A run of records:
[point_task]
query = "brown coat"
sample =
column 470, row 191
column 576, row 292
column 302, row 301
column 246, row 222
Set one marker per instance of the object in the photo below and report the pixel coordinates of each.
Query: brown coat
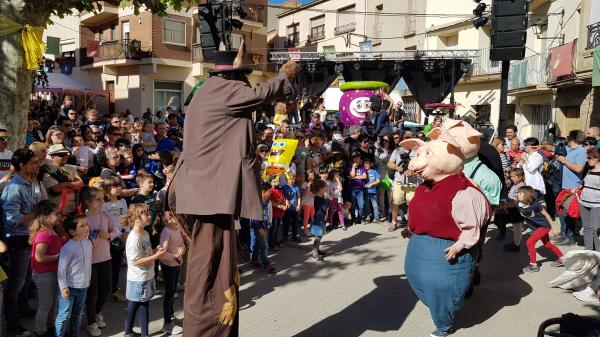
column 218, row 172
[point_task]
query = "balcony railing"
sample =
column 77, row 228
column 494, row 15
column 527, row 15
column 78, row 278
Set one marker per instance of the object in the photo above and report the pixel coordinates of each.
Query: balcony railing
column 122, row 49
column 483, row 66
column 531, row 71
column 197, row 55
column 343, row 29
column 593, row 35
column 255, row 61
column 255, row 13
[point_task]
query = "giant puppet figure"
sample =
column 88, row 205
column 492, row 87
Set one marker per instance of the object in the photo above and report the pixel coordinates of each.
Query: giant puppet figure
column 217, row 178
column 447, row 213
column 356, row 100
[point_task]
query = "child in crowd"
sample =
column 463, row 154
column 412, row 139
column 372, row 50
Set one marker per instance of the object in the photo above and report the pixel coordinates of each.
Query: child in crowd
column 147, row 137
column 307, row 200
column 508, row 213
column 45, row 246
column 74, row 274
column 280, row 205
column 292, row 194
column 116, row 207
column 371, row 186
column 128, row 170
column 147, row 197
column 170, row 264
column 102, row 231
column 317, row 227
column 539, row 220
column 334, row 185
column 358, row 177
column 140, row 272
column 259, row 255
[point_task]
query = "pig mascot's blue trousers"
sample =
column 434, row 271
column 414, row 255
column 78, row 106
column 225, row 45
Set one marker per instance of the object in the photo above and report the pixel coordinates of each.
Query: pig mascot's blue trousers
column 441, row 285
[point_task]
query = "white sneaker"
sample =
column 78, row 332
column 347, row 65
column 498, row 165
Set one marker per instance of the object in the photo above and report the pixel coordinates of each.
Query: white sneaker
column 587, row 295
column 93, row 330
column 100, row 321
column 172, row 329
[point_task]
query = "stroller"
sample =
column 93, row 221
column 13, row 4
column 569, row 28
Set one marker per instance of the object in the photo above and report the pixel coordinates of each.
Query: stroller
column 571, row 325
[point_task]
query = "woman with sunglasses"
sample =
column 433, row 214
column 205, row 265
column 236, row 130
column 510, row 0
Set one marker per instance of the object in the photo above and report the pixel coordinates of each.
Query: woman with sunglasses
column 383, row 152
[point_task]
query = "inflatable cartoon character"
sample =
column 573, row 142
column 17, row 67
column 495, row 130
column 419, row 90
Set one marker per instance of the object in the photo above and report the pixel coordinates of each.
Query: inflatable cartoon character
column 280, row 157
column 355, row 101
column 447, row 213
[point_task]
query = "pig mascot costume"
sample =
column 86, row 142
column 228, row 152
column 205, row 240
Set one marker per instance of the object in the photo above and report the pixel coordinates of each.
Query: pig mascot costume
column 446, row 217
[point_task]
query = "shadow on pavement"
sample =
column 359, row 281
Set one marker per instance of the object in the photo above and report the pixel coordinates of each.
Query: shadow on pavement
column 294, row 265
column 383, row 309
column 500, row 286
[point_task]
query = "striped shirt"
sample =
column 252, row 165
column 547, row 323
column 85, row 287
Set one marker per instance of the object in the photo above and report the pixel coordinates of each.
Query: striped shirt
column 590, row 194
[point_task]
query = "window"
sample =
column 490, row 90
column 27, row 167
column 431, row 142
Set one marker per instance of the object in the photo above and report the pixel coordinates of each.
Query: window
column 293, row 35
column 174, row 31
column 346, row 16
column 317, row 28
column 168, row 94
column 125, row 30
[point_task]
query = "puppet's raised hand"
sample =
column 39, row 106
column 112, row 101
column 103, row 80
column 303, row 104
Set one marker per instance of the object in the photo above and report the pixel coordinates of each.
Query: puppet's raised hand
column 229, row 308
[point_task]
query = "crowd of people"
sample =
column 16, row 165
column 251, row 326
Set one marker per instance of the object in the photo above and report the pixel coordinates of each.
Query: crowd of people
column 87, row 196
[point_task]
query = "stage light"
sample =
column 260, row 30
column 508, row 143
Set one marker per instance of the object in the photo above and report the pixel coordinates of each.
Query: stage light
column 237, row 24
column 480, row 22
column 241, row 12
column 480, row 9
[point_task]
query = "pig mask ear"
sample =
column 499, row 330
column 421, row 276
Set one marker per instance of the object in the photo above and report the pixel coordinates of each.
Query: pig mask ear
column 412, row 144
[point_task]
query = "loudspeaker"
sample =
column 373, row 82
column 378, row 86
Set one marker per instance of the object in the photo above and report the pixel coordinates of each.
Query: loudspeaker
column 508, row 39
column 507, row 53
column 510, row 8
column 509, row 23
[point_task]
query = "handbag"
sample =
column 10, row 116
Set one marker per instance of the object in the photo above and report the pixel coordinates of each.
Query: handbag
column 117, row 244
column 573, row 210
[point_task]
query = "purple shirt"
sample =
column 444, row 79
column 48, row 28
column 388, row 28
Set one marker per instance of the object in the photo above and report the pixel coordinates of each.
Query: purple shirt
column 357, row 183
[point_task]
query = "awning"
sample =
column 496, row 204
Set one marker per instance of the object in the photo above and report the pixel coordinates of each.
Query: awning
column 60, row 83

• PROBLEM STATEMENT: Please reproduce all of the records above line for line, omitting the pictures.

• SOLVED EXERCISE:
[point_task]
query = "brown coat"
sample =
column 470, row 191
column 576, row 292
column 302, row 301
column 246, row 222
Set one marker per instance of the object in the photo below and report the pixel coordinates of each.
Query: brown coat
column 218, row 172
[point_task]
query = "balcony railing"
sample =
column 77, row 228
column 494, row 15
column 527, row 15
column 78, row 278
Set one marker per instance of the object in the photo above and report the pixel coordinates of each.
Query: balcony railing
column 122, row 49
column 483, row 66
column 531, row 71
column 197, row 55
column 343, row 29
column 593, row 35
column 255, row 61
column 255, row 13
[point_task]
query = "giant puppet figure"
sample =
column 88, row 205
column 492, row 87
Set one marker per instance of the object in the photo above and report the pixel coordinates of each.
Query: giant puppet figure
column 217, row 178
column 447, row 213
column 356, row 100
[point_task]
query = "child in crowd"
sample =
column 463, row 154
column 412, row 139
column 372, row 50
Set one marker per instance of the object in the photo above and report the pixel coordinates of each.
Query: child in crowd
column 147, row 137
column 307, row 200
column 508, row 213
column 45, row 246
column 74, row 274
column 280, row 205
column 292, row 194
column 116, row 207
column 371, row 186
column 128, row 170
column 147, row 197
column 170, row 264
column 102, row 231
column 317, row 227
column 539, row 220
column 334, row 185
column 358, row 177
column 140, row 272
column 259, row 255
[point_task]
query = "pig mascot's blue trousers"
sample =
column 434, row 271
column 414, row 255
column 78, row 106
column 225, row 45
Set one marker per instance of the object in the photo above and report the pixel coordinates of each.
Query: pig mascot's blue trousers
column 441, row 285
[point_task]
query = "white sneaker"
sample =
column 78, row 332
column 347, row 65
column 498, row 165
Set one marker per instance of the object in the photo above and report the pixel coordinates of each.
Query: white sneaker
column 587, row 295
column 93, row 330
column 100, row 321
column 172, row 329
[point_task]
query = "stroller"
sample =
column 93, row 221
column 13, row 4
column 569, row 28
Set one marker per instance of the object in the photo above and report the pixel coordinates of each.
Query: stroller
column 571, row 325
[point_task]
query = "woman with sunglasses"
sample =
column 433, row 214
column 205, row 265
column 236, row 130
column 510, row 0
Set one marker per instance of the object in the photo above and report the pixel coordinates of each.
Query: woman with sunglasses
column 383, row 152
[point_task]
query = "inflatable cartoon character"
sample =
column 573, row 142
column 17, row 67
column 495, row 130
column 419, row 90
Set one marker per instance of the object in the photo above and report the pixel coordinates of each.
Query: inflatable cartoon character
column 280, row 157
column 355, row 101
column 447, row 213
[point_task]
query = "pig mascot costume"
sample =
column 86, row 142
column 228, row 152
column 205, row 240
Set one marker per instance of the object in the photo above and report the pixel coordinates of each.
Query: pig mascot costume
column 446, row 217
[point_task]
query = "shadow on pavement"
sample =
column 359, row 281
Set one marker per instance of the object in the photo above and report the pixel coordinates of each.
Query: shadow on pavement
column 294, row 265
column 383, row 309
column 500, row 286
[point_task]
query = "striped shirt"
sample =
column 252, row 165
column 547, row 323
column 85, row 287
Set one marker per instance of the object in the photo above and report the pixel coordinates of each.
Query: striped shirt
column 590, row 194
[point_task]
query = "window"
sample =
column 490, row 90
column 27, row 167
column 431, row 142
Set one marker per instance of the object in the photo above and report the pixel coordinates of each.
Query: window
column 293, row 35
column 174, row 31
column 346, row 16
column 317, row 28
column 168, row 94
column 125, row 30
[point_task]
query = "puppet's raised hand"
sample =
column 39, row 106
column 112, row 101
column 103, row 80
column 303, row 104
Set one marker per instance of the object in the photo above and report the pixel coordinates of each.
Query: puppet's raised hand
column 229, row 308
[point_task]
query = "crowd of people"
sample =
column 16, row 165
column 251, row 326
Set one marker per instance of the object in the photo above and report the pixel coordinates of each.
Query: crowd of people
column 87, row 196
[point_task]
query = "stage light"
sample =
column 260, row 30
column 508, row 143
Set one marker per instance of the object in the photo above and report the pixel coordinates of each.
Query: stage light
column 237, row 24
column 480, row 22
column 241, row 12
column 480, row 9
[point_task]
query = "pig mask ear"
sample =
column 499, row 330
column 421, row 276
Set one marker per instance of the object in the photo above and report the pixel coordinates of each.
Query: pig mask ear
column 412, row 144
[point_task]
query = "loudspeaker"
sample =
column 373, row 82
column 378, row 86
Set one marker per instance of the object in the photo above and report the pixel coordinates of each.
Query: loudspeaker
column 508, row 39
column 507, row 53
column 510, row 8
column 509, row 23
[point_task]
query = "handbag"
sample =
column 10, row 116
Set one marker per instance of the object in the photo above and report the pixel coordinates of each.
Query: handbag
column 117, row 244
column 573, row 210
[point_task]
query = "purple shirt"
sample =
column 444, row 79
column 48, row 28
column 388, row 28
Set one marker per instance of the object in the photo above and report the pixel coordinates of each.
Query: purple shirt
column 357, row 183
[point_task]
query = "awning"
sample =
column 496, row 204
Set one marker per instance of the object in the photo above and report the pixel coordinates of each.
Query: awning
column 60, row 83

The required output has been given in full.